## BEGIN

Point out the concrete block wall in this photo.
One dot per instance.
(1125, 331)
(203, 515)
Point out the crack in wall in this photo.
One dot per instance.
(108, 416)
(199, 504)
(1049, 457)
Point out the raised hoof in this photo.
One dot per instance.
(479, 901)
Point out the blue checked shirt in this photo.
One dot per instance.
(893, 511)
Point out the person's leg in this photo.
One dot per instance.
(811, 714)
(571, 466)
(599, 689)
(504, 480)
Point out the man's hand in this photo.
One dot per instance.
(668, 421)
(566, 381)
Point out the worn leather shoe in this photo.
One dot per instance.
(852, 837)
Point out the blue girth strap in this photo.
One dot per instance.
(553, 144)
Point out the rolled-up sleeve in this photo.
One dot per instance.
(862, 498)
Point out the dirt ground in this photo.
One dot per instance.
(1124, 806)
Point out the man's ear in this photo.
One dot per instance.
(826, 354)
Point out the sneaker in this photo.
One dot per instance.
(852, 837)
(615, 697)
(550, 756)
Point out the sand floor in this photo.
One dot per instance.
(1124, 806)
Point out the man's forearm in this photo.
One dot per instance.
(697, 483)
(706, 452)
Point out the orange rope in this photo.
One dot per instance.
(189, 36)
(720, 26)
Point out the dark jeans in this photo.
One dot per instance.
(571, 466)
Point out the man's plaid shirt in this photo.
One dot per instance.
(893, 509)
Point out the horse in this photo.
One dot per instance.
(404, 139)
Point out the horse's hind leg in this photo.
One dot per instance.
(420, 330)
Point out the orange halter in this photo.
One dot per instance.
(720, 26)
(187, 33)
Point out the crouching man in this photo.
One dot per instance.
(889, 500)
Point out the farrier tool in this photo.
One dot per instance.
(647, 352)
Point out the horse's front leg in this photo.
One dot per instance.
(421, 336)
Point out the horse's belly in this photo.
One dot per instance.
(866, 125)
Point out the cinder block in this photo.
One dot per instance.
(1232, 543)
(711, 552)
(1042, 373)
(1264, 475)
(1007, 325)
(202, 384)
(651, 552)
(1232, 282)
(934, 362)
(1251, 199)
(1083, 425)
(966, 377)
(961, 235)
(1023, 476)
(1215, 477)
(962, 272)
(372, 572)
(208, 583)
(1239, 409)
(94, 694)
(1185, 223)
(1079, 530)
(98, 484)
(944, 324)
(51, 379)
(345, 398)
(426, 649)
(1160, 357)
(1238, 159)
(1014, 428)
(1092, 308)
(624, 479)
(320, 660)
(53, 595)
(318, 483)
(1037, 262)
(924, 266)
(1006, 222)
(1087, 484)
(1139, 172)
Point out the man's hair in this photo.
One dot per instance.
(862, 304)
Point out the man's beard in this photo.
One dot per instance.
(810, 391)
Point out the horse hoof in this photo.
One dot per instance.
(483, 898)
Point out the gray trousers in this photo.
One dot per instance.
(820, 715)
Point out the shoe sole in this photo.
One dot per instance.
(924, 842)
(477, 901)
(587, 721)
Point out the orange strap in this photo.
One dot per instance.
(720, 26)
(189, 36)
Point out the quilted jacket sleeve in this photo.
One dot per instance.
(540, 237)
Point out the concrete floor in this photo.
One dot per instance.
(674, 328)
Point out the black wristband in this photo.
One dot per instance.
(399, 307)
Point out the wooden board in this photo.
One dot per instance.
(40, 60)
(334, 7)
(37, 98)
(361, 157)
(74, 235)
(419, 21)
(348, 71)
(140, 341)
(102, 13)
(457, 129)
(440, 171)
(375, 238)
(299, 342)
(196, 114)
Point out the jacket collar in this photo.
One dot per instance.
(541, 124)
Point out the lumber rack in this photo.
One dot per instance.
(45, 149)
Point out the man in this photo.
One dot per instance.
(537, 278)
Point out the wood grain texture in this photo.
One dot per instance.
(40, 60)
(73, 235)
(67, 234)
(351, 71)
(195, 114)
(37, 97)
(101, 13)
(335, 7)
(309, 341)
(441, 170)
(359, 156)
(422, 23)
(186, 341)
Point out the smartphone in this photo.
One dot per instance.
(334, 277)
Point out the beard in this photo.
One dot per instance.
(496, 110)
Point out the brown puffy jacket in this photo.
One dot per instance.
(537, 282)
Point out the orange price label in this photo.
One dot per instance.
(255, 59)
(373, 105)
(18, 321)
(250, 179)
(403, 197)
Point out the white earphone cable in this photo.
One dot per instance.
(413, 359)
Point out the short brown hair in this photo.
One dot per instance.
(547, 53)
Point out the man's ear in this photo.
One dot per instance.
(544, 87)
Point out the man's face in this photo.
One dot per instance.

## END
## BEGIN

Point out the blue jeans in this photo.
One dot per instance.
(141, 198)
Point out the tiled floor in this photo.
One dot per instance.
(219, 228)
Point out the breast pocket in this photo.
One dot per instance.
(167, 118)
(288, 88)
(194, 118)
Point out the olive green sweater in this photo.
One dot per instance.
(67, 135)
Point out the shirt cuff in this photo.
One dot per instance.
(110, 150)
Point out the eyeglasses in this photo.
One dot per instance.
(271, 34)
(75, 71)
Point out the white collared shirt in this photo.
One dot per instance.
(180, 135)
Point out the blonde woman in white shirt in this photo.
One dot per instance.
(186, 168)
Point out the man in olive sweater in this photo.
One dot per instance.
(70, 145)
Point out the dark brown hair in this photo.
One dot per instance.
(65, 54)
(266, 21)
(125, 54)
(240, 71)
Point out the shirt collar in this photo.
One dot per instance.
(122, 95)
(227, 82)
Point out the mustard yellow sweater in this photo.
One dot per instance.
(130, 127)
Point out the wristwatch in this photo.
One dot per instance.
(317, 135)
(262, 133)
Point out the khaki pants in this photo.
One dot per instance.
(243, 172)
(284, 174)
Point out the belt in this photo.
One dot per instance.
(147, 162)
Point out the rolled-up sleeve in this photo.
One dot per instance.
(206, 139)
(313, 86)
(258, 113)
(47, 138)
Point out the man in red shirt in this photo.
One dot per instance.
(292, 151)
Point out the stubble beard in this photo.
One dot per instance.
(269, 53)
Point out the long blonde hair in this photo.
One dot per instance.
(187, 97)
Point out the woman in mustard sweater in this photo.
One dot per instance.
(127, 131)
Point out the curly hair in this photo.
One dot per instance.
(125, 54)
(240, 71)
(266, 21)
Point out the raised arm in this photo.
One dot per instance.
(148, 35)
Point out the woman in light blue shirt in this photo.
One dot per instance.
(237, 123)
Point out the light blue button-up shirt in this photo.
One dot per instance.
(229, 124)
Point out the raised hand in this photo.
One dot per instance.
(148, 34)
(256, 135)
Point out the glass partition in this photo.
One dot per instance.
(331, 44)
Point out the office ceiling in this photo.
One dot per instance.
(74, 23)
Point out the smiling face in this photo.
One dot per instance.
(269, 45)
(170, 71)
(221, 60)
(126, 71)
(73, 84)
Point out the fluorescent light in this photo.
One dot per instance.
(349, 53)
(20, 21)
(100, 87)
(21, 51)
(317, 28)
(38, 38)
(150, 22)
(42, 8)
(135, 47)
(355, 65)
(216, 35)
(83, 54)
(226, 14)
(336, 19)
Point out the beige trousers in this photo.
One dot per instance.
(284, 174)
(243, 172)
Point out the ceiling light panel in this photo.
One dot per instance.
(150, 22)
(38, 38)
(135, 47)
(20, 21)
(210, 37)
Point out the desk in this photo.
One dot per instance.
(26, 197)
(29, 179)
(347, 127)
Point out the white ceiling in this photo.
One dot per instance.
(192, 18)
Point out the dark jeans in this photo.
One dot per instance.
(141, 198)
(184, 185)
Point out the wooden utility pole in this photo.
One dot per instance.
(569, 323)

## END

Set problem: Collect every line of the data above that contains the word "strap", and copy each one out in full.

The solution:
Point out the blue girth strap in this photo.
Point out the orange strap in this photo.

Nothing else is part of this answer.